[Referring expression pointing data]

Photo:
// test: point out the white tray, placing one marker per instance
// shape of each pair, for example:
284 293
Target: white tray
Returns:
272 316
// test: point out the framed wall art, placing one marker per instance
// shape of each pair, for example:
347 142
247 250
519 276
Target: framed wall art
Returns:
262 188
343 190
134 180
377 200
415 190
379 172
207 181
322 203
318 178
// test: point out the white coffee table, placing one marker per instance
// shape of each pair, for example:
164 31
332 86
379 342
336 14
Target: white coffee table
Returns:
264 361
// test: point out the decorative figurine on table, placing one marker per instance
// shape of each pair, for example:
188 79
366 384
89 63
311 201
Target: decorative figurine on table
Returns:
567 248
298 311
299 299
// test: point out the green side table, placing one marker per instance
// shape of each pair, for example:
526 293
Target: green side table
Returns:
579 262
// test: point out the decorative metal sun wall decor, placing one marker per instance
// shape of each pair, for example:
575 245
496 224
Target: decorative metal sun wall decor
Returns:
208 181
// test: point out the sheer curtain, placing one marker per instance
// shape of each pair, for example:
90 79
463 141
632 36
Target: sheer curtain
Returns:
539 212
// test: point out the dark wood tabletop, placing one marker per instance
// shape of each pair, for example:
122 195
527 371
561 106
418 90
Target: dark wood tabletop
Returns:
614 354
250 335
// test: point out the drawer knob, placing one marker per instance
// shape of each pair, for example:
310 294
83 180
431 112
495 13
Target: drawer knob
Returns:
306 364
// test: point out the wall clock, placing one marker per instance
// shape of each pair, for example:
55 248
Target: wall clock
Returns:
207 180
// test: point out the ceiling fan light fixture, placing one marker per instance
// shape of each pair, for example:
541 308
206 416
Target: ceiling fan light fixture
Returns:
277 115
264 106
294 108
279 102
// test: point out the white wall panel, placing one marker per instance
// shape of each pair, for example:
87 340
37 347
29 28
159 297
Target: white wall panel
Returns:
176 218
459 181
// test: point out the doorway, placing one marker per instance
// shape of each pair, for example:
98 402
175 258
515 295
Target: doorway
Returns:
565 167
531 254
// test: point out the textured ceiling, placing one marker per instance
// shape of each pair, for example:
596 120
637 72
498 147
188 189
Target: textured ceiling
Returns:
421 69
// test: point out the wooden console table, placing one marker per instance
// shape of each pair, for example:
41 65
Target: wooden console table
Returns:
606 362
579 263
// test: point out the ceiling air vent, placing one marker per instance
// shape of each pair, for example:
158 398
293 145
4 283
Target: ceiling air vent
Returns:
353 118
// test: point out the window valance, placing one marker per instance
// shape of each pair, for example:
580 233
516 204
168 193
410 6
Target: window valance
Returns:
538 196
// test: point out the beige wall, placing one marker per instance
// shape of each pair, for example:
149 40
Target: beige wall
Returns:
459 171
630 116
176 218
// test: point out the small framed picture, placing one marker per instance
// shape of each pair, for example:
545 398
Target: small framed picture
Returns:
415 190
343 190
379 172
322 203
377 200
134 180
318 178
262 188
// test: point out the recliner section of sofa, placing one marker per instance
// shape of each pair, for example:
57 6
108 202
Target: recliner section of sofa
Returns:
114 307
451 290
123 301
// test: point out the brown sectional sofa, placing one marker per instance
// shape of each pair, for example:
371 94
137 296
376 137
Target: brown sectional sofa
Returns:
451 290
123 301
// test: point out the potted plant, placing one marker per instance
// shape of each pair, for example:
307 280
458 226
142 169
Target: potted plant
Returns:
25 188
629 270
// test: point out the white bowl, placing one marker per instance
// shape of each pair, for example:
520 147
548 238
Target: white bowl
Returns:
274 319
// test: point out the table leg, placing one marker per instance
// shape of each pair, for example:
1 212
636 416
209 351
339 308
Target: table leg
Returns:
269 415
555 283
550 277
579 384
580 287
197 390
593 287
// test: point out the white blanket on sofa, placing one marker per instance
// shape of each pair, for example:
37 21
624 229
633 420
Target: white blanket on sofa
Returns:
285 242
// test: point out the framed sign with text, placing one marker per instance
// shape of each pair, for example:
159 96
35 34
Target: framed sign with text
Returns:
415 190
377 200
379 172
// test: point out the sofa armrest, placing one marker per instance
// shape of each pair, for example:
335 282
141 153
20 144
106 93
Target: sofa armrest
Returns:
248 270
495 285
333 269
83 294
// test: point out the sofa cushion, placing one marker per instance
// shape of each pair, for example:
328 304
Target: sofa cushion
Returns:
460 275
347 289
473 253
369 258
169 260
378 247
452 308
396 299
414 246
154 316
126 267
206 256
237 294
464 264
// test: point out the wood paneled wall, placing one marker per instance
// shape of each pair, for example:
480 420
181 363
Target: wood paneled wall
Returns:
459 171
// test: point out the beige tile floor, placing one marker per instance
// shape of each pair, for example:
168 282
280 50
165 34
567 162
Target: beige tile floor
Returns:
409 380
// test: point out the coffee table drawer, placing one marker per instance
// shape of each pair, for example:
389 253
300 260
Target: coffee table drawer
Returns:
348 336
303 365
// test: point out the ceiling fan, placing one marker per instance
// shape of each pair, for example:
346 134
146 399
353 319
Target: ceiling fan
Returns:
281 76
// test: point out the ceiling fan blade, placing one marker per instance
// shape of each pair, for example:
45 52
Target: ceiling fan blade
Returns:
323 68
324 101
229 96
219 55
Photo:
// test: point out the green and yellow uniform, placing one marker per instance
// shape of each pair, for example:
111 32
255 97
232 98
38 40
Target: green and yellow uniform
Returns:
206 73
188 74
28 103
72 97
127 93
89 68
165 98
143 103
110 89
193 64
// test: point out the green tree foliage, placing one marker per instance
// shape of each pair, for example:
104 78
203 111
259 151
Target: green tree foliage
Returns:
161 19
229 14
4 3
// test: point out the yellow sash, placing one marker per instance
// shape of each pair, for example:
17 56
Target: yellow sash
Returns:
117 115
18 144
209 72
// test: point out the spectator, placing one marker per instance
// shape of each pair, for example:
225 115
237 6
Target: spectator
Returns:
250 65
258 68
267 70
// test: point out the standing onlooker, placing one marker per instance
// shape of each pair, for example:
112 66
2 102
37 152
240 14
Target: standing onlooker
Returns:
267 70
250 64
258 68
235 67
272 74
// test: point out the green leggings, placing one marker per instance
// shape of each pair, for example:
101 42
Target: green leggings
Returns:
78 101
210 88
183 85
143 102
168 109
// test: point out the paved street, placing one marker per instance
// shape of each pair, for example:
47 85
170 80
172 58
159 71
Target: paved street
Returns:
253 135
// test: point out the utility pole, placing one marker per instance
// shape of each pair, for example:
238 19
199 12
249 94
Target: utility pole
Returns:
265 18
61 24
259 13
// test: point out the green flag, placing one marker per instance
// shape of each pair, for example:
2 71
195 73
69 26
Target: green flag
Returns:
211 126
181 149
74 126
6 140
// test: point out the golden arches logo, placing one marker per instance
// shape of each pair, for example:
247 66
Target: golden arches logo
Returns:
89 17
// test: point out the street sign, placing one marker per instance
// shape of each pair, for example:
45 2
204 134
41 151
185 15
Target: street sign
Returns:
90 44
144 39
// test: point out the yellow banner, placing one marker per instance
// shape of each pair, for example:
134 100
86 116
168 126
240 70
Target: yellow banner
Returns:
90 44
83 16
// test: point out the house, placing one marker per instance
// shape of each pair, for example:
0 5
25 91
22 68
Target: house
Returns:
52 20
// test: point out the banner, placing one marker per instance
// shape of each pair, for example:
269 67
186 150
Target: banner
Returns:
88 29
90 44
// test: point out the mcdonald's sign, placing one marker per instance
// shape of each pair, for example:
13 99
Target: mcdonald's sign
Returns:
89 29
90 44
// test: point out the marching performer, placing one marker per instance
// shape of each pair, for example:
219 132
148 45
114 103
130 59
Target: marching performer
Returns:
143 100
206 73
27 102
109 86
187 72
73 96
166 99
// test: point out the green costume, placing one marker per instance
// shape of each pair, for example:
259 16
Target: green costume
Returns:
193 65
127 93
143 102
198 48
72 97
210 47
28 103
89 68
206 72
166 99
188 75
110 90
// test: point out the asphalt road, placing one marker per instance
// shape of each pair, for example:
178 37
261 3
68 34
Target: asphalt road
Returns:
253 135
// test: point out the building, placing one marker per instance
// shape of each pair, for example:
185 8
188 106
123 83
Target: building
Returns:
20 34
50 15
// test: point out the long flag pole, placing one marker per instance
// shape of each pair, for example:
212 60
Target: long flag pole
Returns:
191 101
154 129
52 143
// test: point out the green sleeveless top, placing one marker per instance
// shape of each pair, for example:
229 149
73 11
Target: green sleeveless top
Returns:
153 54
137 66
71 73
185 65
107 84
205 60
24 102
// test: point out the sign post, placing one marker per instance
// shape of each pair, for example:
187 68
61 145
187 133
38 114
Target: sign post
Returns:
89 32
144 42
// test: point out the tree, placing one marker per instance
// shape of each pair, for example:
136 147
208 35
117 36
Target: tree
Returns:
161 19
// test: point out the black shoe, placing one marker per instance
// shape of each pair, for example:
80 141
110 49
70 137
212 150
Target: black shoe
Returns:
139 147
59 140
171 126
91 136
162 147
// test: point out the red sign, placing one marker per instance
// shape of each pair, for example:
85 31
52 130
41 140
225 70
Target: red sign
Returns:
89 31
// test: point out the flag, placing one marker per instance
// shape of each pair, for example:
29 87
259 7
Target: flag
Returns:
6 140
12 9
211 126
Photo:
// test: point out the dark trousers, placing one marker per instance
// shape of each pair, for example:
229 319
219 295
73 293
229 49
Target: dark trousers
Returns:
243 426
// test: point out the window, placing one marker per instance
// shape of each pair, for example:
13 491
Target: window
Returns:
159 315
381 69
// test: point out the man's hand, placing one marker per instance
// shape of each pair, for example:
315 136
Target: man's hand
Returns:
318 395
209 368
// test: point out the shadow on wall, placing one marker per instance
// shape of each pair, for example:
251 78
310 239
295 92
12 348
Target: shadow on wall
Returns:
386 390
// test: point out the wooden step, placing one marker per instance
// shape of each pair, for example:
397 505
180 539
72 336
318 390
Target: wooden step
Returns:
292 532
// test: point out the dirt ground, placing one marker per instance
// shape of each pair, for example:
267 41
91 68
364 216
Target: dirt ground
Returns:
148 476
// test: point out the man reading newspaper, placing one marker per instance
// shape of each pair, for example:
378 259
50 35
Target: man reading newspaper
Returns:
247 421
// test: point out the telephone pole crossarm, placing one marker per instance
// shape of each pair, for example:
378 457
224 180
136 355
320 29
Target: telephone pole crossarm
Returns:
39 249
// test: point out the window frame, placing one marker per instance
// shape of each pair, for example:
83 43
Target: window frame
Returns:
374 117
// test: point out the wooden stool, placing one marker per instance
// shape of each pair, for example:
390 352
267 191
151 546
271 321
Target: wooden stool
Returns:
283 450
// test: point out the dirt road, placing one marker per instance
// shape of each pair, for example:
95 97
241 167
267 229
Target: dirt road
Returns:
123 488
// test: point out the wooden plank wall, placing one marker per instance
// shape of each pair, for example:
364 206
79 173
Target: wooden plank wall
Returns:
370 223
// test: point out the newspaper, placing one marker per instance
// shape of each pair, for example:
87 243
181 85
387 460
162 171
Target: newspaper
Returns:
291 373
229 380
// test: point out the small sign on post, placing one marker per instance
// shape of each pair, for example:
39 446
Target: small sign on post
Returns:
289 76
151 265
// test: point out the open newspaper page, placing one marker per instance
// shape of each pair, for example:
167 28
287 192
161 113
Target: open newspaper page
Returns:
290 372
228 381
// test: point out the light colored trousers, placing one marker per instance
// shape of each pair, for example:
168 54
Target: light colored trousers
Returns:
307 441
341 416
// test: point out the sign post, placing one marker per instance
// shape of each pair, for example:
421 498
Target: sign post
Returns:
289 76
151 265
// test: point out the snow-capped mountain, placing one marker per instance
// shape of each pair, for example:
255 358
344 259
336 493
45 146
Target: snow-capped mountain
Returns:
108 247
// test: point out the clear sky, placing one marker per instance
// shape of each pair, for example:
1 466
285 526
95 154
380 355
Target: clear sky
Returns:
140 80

#### Task requirements
I'd like an exact copy of the lines above, from the very first one through the line that contains "Target: dark wood tabletop", with nothing else added.

#### Exercise response
Photo:
// test: point out the white tray, placing one marker per instance
// shape of each pair, for example:
284 293
Target: white tray
Returns:
272 316
// test: point out the framed wall art, placing one marker per instance
// shape of each pair, for example:
347 142
247 250
519 276
Target: framed wall art
Returns:
262 188
343 190
134 180
377 200
415 190
379 172
207 181
322 203
318 178
// test: point out the white coffee table, placing one marker per instance
// shape of each pair, for example:
164 31
332 86
379 342
336 14
Target: white coffee table
Returns:
264 361
// test: point out the decorative figurine on table, placing one marker per instance
// shape of each pair, for example:
188 79
366 384
89 63
311 201
Target: decorative figurine on table
Returns:
567 248
298 311
299 299
// test: point out the green side table, placing one marker per instance
// shape of each pair, for example:
526 293
Target: green side table
Returns:
579 262
// test: point out the decorative metal sun wall decor, placing one marker per instance
// shape of each pair, for example:
575 245
496 224
Target: decorative metal sun wall decor
Returns:
208 181
// test: point out the sheer curtain, placing one marker per instance
// shape of each pair, for example:
90 79
463 141
632 36
Target: sheer curtain
Returns:
539 212
// test: point out the dark wood tabletop, placing one marker per instance
// shape of each pair, for example:
122 195
527 371
561 106
418 90
Target: dark wood tabletop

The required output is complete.